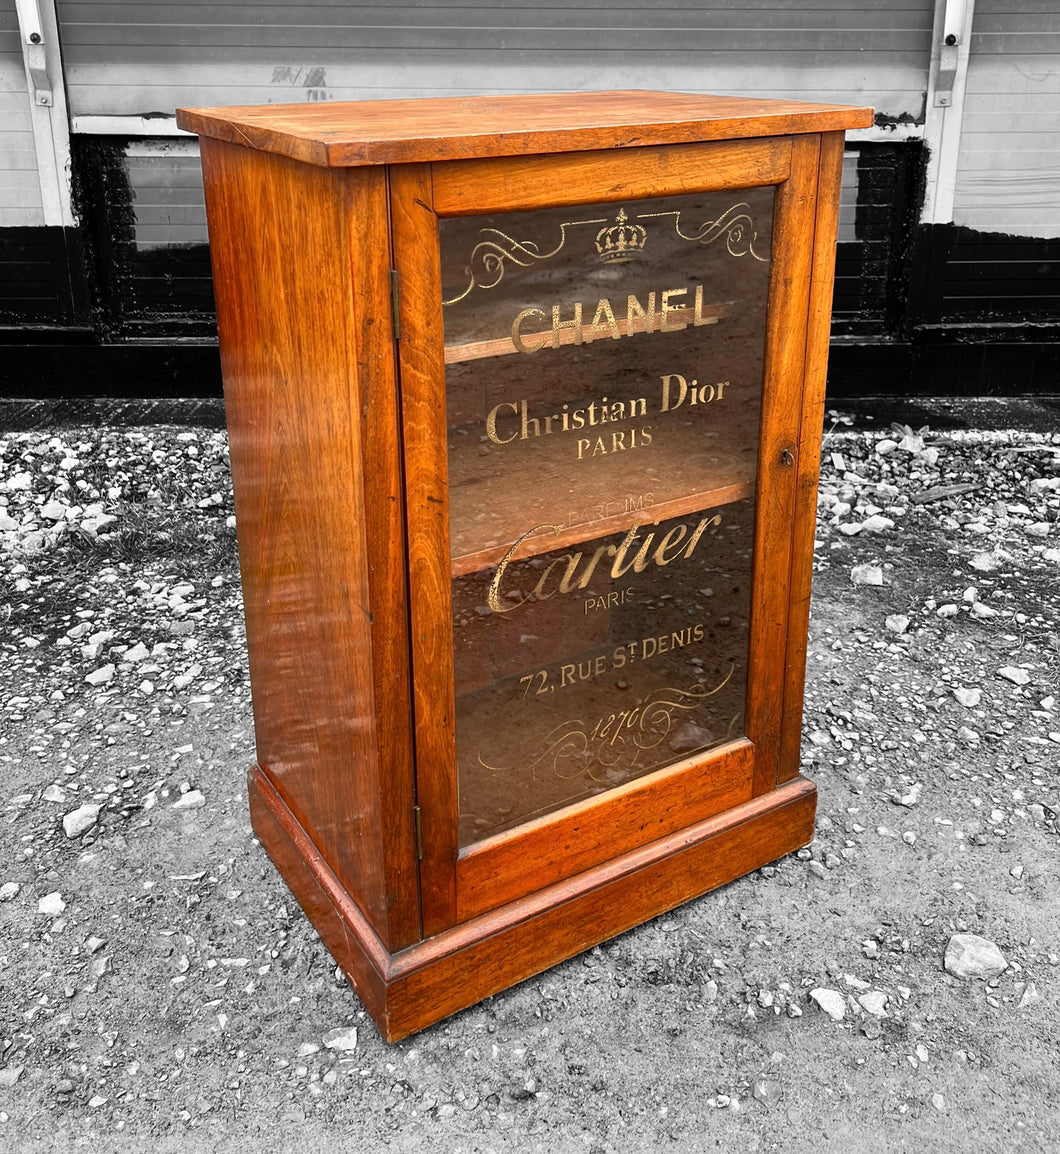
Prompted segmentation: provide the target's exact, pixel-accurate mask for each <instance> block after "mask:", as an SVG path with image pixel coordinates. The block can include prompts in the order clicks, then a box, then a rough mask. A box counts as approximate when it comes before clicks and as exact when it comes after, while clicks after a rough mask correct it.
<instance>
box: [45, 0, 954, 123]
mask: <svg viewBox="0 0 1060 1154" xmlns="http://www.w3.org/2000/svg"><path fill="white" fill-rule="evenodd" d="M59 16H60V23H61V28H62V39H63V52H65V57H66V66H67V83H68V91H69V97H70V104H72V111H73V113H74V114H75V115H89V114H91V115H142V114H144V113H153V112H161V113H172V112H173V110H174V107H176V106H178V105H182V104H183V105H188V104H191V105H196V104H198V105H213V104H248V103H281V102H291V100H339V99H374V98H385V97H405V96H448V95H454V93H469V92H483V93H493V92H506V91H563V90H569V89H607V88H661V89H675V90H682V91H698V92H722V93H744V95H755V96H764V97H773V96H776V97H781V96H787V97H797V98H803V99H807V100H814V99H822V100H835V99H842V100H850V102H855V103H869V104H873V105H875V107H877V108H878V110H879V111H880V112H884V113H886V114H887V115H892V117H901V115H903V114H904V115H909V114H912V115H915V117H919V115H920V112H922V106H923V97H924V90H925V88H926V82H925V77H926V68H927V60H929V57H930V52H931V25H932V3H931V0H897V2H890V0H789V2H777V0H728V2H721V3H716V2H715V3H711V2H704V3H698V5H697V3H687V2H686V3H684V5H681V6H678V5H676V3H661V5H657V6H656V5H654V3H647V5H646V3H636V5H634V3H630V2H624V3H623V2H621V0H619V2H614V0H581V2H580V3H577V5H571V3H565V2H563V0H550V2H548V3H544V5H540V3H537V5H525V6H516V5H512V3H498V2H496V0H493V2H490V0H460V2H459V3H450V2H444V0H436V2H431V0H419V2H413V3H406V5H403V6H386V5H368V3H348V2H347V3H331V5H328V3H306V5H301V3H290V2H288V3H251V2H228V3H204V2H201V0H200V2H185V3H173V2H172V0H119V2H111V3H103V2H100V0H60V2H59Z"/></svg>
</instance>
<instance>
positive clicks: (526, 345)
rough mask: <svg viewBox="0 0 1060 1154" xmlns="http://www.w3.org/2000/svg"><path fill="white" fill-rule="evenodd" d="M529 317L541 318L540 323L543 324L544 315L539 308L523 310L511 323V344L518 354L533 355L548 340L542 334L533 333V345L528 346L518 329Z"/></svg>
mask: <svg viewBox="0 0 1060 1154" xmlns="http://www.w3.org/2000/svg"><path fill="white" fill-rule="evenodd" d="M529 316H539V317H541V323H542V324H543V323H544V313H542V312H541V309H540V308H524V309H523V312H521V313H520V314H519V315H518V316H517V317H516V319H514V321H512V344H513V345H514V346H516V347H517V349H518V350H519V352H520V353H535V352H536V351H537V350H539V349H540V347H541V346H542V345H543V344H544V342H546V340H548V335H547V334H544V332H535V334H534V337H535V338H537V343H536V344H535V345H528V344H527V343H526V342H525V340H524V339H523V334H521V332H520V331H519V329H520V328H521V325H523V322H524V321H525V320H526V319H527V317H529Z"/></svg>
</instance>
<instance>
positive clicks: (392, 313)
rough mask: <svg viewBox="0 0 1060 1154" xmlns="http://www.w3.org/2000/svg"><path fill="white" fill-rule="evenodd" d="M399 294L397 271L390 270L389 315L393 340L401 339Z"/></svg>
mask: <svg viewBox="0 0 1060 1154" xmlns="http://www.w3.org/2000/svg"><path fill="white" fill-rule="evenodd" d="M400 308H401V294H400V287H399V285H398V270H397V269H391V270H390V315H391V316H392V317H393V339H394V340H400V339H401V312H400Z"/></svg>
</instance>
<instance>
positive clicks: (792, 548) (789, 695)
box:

· · · ·

▸ **TASK TO CARRY OUT**:
Express the listing from its start through the line holding "box: [45, 0, 954, 123]" (both ends included) as a JSON list of strings, one per line, with blank lines dropped. Leave the picture out.

▸ **SOLVED EXERCISE**:
[
  "Prompted segmentation: provide the target's exact, pixel-accurate mask for each <instance> block after \"mask:\", as an SVG path with image pixel coordinates. The block can include prompts in the order clicks, then a box, then a rough mask. A box counts as approximate when it comes before clicks and as exact when it comes after, while clicks after a rough mask correct it.",
  "<instance>",
  "box: [45, 0, 954, 123]"
]